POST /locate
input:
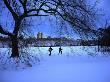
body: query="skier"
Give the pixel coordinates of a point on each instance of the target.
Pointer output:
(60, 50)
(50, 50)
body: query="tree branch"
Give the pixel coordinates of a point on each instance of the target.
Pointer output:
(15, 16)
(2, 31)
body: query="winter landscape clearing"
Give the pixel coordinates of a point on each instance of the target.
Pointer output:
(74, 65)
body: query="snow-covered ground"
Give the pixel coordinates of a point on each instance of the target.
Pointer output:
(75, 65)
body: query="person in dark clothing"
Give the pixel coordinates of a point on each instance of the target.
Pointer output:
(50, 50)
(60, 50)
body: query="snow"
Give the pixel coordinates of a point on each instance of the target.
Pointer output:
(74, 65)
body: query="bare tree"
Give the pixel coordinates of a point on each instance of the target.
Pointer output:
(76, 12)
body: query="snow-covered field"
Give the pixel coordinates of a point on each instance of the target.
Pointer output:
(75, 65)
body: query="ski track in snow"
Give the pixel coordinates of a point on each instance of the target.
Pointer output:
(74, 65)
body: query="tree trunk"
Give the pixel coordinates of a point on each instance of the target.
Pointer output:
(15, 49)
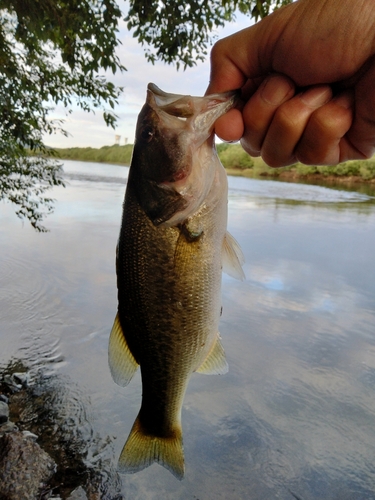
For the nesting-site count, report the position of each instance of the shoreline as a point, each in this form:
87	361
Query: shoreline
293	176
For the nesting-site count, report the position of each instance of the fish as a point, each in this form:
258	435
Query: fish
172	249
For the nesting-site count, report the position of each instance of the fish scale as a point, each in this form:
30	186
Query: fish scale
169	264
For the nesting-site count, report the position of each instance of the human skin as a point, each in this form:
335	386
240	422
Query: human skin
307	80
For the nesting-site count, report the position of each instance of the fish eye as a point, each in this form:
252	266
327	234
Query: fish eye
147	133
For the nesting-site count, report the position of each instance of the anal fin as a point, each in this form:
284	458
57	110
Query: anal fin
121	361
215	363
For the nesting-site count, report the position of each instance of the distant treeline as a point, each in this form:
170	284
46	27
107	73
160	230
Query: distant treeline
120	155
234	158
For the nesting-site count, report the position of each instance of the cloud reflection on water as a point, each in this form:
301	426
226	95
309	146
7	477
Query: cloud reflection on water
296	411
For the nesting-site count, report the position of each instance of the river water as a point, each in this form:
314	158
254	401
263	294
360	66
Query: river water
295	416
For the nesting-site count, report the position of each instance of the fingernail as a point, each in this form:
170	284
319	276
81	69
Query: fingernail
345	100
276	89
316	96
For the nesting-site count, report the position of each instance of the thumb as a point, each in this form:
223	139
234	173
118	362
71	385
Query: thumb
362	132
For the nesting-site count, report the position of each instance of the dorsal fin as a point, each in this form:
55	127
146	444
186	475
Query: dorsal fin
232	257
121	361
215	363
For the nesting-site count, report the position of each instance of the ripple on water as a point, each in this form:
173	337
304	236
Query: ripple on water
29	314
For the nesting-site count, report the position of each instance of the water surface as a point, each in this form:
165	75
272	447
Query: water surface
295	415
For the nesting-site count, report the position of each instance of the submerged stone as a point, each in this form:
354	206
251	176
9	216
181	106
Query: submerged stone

-------

#### Work item:
Copy the records exactly. Skip the images.

#### Output for this task:
POST /locate
input:
body: query="skier"
Give the pixel coordinates of a point on each instance of the target.
Pointer output:
(60, 50)
(50, 50)
body: query="tree branch"
Give the pixel coordinates of a point on each instance of the target.
Pointer output:
(15, 16)
(2, 31)
body: query="winter landscape clearing"
Give the pixel coordinates of a point on each instance of the target.
Pointer output:
(74, 65)
body: query="snow-covered ground"
Give the pixel coordinates of a point on each instance of the target.
Pointer output:
(75, 65)
body: query="person in dark clothing"
Give the pixel coordinates of a point on each instance of the target.
Pointer output:
(50, 50)
(60, 50)
body: query="snow"
Give the pixel coordinates of a point on each instance of the target.
Pointer output:
(74, 65)
body: query="bare tree"
Give the pixel coordinates of a point on each instance of the target.
Pointer output:
(76, 12)
body: query="snow-covered field"
Give the pixel coordinates of a point on each instance of the target.
Pointer output:
(75, 65)
body: query="ski track in snow"
Give the pixel coordinates of a point on each instance of the target.
Pointer output:
(74, 65)
body: query="tree trunk"
Give the pixel coordinates of a point on each instance of the target.
Pointer output:
(15, 49)
For the nesting-site count, report the position of each instance of the shoreline as a point, each in this form:
87	361
Query: shoreline
293	176
For the nesting-site count, report the position of each instance of the fish as a point, each in this form:
258	435
Query: fish
172	249
For the nesting-site count, report the position of each instance of the fish scale as a point, each in this form:
30	186
Query: fish scale
169	264
For the nesting-site count, report the position of each instance of the human skin as a point, each in this form:
335	386
240	422
Query: human skin
307	80
For the nesting-site count, report the position of each instance of the fish eye as a point, each in this form:
252	266
327	234
Query: fish eye
147	133
For the nesting-site count, report the position of each instance of the anal fin as a point, each in this form:
284	458
57	110
Query: anal fin
121	361
215	363
For the nesting-site count, report the position of each instance of the distant treeline as a point, each in this form:
170	284
46	27
107	73
160	230
Query: distant treeline
120	155
234	158
For the nesting-site count, report the position of each instance of the cloud reflection on water as a point, each in this form:
301	426
226	95
309	146
7	477
Query: cloud reflection on water
296	411
For the nesting-site count, report the position of each instance of the river water as a point, each in this form:
314	158
254	401
263	294
360	66
Query: river water
295	416
For the nesting-site count, report the position of each instance of the fingernail as a point, each in this form:
170	284
319	276
81	69
Query: fingernail
345	100
276	89
316	96
For the nesting-site count, report the position of each instance of the thumb as a point, each in this form:
223	139
234	173
118	362
71	385
Query: thumb
362	132
For the nesting-site count, report the position of each instance of the dorsal fin as a point, each in this form:
55	127
146	444
186	475
Query: dorsal fin
232	257
121	361
215	363
For the nesting-site count, report the position of each instance of the ripple on water as a point, each in this form:
173	337
304	236
Query: ripple on water
29	314
For the nesting-site count, report the position of each instance of the water surface as a point, each in this form:
165	75
272	447
Query: water surface
295	415
For the nesting-site count, report the position of each instance of the submerged stone as a point, each in this form:
354	206
251	176
9	216
181	106
Query: submerged stone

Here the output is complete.